**EXERCISE OBJECTIVE**
Reproduce verbatim the part of the entries below that opens with the line containing "Indicate the snow on" and closes with the line containing "Target: upper story window", including both of those lines. Leave the pictures out of your answer.

**EXCERPTED DATA**
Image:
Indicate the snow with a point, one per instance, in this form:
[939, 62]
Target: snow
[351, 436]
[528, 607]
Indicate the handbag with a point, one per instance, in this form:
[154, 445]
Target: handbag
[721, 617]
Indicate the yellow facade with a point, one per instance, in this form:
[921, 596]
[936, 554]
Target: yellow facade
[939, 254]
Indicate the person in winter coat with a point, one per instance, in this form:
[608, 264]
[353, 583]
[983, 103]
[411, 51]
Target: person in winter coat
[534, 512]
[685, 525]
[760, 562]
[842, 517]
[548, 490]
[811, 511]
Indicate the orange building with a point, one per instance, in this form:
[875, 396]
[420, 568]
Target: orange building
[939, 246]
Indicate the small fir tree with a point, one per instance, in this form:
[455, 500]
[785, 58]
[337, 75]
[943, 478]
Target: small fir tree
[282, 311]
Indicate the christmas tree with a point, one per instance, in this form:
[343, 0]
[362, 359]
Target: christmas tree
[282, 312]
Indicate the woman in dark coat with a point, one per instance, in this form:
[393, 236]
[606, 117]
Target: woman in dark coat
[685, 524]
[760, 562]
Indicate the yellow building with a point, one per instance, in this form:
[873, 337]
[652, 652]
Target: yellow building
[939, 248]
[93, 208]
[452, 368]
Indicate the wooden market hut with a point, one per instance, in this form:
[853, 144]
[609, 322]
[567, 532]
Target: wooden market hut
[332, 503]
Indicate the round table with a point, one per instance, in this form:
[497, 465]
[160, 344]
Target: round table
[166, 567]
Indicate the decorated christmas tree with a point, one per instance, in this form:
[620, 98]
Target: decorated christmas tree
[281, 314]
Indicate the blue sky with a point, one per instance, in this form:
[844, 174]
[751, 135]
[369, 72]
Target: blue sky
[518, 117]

==

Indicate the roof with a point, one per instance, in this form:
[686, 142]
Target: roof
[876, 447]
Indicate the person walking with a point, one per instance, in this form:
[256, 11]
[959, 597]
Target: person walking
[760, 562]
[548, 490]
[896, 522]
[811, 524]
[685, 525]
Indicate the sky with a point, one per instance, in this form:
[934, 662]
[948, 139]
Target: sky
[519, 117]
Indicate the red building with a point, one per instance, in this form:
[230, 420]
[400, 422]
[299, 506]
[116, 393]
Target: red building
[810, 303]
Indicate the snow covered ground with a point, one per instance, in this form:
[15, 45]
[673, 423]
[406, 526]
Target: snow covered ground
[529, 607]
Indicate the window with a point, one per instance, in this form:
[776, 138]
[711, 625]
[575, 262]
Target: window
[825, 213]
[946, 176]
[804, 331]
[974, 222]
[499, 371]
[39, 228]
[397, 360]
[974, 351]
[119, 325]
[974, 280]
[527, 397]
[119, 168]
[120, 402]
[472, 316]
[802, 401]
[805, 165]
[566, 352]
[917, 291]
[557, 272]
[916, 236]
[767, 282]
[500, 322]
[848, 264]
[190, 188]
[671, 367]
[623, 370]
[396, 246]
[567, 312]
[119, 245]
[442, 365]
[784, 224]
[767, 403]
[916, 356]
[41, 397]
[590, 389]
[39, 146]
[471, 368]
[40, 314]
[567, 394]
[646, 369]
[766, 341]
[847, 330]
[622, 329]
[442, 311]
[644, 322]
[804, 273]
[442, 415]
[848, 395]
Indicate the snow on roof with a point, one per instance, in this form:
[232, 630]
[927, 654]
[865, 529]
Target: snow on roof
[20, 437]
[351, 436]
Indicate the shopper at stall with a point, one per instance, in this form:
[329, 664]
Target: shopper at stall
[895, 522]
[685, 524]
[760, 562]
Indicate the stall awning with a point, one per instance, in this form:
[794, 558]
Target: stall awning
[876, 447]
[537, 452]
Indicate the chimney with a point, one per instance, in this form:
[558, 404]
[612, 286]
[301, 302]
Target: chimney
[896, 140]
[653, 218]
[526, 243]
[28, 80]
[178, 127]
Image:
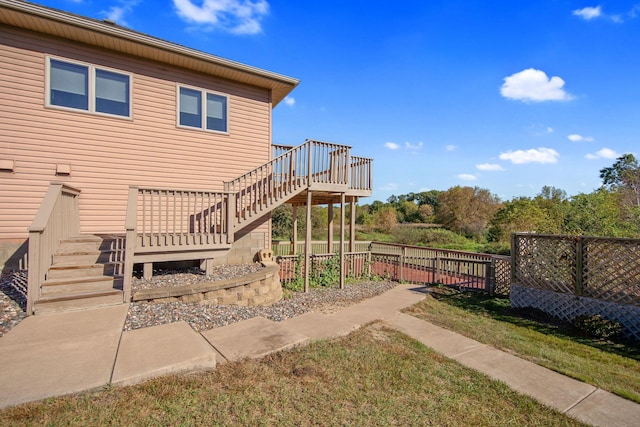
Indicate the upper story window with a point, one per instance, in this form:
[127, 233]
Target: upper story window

---

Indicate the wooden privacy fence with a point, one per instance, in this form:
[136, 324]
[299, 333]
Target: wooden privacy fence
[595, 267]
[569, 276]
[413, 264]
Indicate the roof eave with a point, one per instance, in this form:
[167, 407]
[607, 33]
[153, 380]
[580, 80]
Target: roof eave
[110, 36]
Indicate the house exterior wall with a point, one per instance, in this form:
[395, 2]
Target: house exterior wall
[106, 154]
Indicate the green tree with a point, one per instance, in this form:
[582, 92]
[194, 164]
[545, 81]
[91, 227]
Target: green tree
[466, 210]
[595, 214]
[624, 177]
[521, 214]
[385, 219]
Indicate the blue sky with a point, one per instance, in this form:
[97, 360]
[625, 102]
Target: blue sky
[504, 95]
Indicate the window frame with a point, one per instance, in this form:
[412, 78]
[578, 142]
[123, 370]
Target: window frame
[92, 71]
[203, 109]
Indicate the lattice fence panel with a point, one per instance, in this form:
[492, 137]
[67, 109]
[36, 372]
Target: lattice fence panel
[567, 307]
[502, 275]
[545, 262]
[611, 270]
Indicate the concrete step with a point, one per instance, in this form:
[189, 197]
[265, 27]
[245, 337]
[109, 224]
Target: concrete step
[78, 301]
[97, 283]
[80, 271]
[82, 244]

**RESULT**
Indicate the snow on roof with a point, one per instance, in this form:
[232, 630]
[927, 654]
[865, 529]
Target: snow on roof
[20, 437]
[351, 436]
Indicate the shopper at stall with a point, one per instance, in this form:
[329, 664]
Target: shopper at stall
[895, 522]
[685, 524]
[760, 562]
Indicate the stall awning with a point, one per instance, in this form:
[794, 558]
Target: stall awning
[876, 447]
[537, 452]
Indicate the chimney with a point, one per instance, in this form:
[558, 404]
[612, 286]
[301, 302]
Target: chimney
[896, 140]
[653, 218]
[526, 243]
[28, 80]
[178, 127]
Image:
Indicate the upper story window with a point, one per instance, in this form:
[127, 233]
Target: upper story window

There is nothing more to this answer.